→ PROBLEM:
Copy out, exactly as they appear, the lines from the one containing "task | indicate the black pen" through the end of the records below.

[Extracted records]
**********
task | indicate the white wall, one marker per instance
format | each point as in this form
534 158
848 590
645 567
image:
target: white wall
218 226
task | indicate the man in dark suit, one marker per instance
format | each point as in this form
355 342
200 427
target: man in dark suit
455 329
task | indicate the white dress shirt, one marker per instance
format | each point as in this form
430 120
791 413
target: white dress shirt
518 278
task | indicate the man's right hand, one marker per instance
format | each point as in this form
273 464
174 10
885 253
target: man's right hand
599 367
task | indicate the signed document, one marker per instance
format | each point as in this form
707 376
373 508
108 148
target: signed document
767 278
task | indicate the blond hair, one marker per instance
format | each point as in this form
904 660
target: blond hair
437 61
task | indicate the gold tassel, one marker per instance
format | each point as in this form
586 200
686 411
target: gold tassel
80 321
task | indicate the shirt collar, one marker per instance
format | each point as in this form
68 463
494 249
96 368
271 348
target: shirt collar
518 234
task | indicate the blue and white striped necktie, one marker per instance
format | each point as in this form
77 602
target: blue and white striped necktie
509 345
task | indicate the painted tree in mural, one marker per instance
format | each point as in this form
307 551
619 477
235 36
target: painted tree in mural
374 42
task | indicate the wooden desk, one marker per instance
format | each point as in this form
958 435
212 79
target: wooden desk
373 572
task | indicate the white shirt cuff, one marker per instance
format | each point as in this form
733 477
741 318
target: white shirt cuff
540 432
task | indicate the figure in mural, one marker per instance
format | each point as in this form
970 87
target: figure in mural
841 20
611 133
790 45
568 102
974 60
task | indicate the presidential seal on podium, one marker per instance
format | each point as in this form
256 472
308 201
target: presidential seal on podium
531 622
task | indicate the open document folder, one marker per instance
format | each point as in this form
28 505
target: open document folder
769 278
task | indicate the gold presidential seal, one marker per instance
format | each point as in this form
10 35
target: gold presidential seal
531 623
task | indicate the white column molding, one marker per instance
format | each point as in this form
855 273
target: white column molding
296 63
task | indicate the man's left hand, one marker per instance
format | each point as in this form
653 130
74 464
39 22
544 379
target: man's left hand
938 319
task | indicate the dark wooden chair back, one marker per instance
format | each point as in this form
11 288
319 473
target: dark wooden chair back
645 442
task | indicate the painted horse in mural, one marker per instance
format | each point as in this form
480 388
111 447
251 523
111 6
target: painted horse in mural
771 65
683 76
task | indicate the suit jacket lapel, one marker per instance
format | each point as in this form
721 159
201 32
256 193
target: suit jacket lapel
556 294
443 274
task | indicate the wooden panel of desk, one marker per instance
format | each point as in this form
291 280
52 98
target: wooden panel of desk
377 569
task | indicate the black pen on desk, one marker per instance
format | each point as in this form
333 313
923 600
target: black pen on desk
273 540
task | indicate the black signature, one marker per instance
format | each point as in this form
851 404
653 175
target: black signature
**********
→ SOLVED EXERCISE:
task | indicate the black pen on desk, one marker per instance
format | each point as in this form
333 313
923 600
target: black pen on desk
273 540
task | indicate the black signature, one marker per instance
format | each point as in this form
851 404
653 175
target: black signature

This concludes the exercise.